— Request —
Reproduce, word for word, the part of the Prometheus metrics text below that begins at "The way Prometheus" and stops after "the following code.".

— Source text —
┏━━

The way Prometheus works is to periodically scrape configured endpoints. Our endpoint is exposed at http://localhost:8080/uuid-generation-performance/resources/metrics with the following code.

@Stateless
@Path("metrics")
public class MetricsResource {

    @GET
    @Produces("text/plain")
    public Response get() {
        StreamingOutput streamingOutput = outputStream -> {
            Writer bufferedWriter = new BufferedWriter(new OutputStreamWriter(outputStream));
            try {
                TextFormat.write004(bufferedWriter, CollectorRegistry.defaultRegistry.metricFamilySamples());
                bufferedWriter.flush();
            } finally {
                bufferedWriter.close();
            }
        };

        return Response.ok(streamingOutput).build();
    }
}

It could have been also exposed by adding a simpleclient_servlet maven dependency and configuring this servlet in web.xml, as in the code fragment below.

┗━━

— Records supplied —

┏━━

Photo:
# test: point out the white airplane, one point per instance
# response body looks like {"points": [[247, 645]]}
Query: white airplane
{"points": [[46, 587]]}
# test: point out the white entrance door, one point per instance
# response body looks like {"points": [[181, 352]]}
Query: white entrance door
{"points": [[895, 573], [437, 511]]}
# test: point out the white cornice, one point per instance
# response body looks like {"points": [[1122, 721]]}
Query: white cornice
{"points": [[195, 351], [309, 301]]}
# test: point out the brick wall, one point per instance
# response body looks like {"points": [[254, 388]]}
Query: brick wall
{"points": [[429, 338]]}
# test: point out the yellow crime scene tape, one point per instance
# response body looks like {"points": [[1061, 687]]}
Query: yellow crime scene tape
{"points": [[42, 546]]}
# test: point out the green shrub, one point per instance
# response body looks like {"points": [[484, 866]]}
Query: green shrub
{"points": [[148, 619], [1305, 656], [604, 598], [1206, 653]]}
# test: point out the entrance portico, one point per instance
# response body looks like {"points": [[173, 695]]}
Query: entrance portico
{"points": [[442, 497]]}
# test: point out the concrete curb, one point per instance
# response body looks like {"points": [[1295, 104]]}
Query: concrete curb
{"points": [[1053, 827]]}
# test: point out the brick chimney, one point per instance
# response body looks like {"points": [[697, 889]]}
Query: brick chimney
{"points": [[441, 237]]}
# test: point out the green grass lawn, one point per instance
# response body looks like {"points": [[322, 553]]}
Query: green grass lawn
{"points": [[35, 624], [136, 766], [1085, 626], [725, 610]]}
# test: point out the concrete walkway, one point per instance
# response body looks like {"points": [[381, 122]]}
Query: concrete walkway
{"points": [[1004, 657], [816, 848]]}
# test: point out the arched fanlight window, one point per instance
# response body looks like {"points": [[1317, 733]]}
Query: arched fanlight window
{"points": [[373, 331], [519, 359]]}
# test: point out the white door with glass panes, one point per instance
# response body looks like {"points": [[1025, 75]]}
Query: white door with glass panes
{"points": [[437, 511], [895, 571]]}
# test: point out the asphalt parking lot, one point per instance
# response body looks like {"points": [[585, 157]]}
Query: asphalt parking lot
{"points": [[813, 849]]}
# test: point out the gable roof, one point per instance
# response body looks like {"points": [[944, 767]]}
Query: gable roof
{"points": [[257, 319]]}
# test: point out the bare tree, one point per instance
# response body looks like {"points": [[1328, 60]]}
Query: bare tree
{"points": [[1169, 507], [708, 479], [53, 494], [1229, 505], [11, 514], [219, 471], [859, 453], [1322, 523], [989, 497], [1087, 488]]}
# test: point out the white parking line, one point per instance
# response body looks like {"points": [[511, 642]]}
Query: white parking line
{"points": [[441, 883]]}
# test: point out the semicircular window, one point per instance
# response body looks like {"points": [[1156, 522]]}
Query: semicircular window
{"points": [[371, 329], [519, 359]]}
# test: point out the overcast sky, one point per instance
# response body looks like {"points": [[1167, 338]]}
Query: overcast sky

┗━━

— Reply to the task —
The way Prometheus works is to periodically scrape configured endpoints. Our endpoint is exposed at http://localhost:8080/uuid-generation-performance/resources/metrics with the following code.